▶ What to do
Reproduce every line of the listing below verbatim, from start to finish.

▶ Records for the task
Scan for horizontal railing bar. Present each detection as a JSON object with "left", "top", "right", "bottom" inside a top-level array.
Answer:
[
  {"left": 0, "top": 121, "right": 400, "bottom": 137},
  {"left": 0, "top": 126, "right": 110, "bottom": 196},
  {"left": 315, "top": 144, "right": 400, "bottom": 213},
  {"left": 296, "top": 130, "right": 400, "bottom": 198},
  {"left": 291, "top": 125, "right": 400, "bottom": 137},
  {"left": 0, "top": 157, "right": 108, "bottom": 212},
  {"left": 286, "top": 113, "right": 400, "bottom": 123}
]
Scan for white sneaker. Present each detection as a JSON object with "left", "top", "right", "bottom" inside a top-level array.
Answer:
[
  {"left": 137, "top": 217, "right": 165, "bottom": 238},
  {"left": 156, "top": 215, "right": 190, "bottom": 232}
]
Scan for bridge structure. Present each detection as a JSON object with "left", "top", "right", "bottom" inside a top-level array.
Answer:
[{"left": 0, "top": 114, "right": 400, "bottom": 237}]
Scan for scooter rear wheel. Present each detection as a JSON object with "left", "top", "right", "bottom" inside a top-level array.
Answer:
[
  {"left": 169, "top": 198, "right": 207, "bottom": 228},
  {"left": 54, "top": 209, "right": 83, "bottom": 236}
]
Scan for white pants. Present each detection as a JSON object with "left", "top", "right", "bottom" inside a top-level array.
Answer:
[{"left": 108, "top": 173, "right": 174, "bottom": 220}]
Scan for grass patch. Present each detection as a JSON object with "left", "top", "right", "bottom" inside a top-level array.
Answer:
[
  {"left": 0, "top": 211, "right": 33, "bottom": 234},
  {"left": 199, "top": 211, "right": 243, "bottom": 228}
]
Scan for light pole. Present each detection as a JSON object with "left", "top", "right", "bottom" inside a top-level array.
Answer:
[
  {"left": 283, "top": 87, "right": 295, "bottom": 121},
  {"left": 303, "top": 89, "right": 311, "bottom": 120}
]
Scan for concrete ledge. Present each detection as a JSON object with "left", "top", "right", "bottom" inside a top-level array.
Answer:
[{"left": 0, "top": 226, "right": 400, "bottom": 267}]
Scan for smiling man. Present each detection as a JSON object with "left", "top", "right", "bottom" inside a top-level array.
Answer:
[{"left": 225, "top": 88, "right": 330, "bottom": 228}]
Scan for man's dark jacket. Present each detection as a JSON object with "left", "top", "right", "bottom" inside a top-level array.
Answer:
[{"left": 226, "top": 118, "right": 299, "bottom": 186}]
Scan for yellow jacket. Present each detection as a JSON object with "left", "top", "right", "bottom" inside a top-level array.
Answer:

▶ Result
Scan for horizontal railing bar. Present each detection as a JSON object with "left", "top", "right", "bottom" inside a top-level array.
Answer:
[
  {"left": 0, "top": 121, "right": 400, "bottom": 137},
  {"left": 0, "top": 126, "right": 110, "bottom": 196},
  {"left": 315, "top": 144, "right": 400, "bottom": 213},
  {"left": 296, "top": 130, "right": 400, "bottom": 198},
  {"left": 291, "top": 125, "right": 400, "bottom": 137},
  {"left": 0, "top": 157, "right": 108, "bottom": 212},
  {"left": 286, "top": 113, "right": 400, "bottom": 123}
]
Scan for white sneaker. Present each detection as a JSON object with "left", "top", "right", "bottom" inside a top-level array.
Answer:
[
  {"left": 137, "top": 217, "right": 165, "bottom": 238},
  {"left": 156, "top": 215, "right": 190, "bottom": 232}
]
Scan for bridge structure. Present each detection as a JSON object with "left", "top", "right", "bottom" inside a top-level array.
Answer:
[{"left": 0, "top": 114, "right": 400, "bottom": 237}]
Scan for scooter rear wheel. Present each detection as a JSON object with "left", "top", "right", "bottom" inside a top-level array.
Answer:
[
  {"left": 169, "top": 198, "right": 207, "bottom": 228},
  {"left": 54, "top": 209, "right": 83, "bottom": 236}
]
Scan for white pants. Present each detection as a JSON object with "left", "top", "right", "bottom" inside a top-level array.
Answer:
[{"left": 108, "top": 173, "right": 174, "bottom": 220}]
Scan for grass patch. Present each detection as a JSON object with "left", "top", "right", "bottom" inside a top-level array.
Answer:
[
  {"left": 0, "top": 211, "right": 33, "bottom": 234},
  {"left": 199, "top": 211, "right": 243, "bottom": 228}
]
Scan for light pole. Present each detection as a JSON object with "left", "top", "right", "bottom" inside a top-level array.
Answer:
[
  {"left": 283, "top": 87, "right": 295, "bottom": 121},
  {"left": 303, "top": 89, "right": 311, "bottom": 120}
]
Scan for concrete ledge. Present each detection as a JSON object with "left", "top", "right", "bottom" inside a top-level array.
Answer:
[{"left": 0, "top": 226, "right": 400, "bottom": 267}]
Scan for smiling man. Present each detection as a JSON object with "left", "top", "right", "bottom" inside a top-level array.
Answer:
[{"left": 225, "top": 88, "right": 330, "bottom": 228}]
Scan for man's dark jacket. Present each detection as a JSON object with "left", "top", "right", "bottom" inside a top-level array.
Answer:
[{"left": 226, "top": 118, "right": 299, "bottom": 186}]
Scan for yellow jacket. Present each detection as a JSON object with "left", "top", "right", "bottom" inside a top-level array.
Answer:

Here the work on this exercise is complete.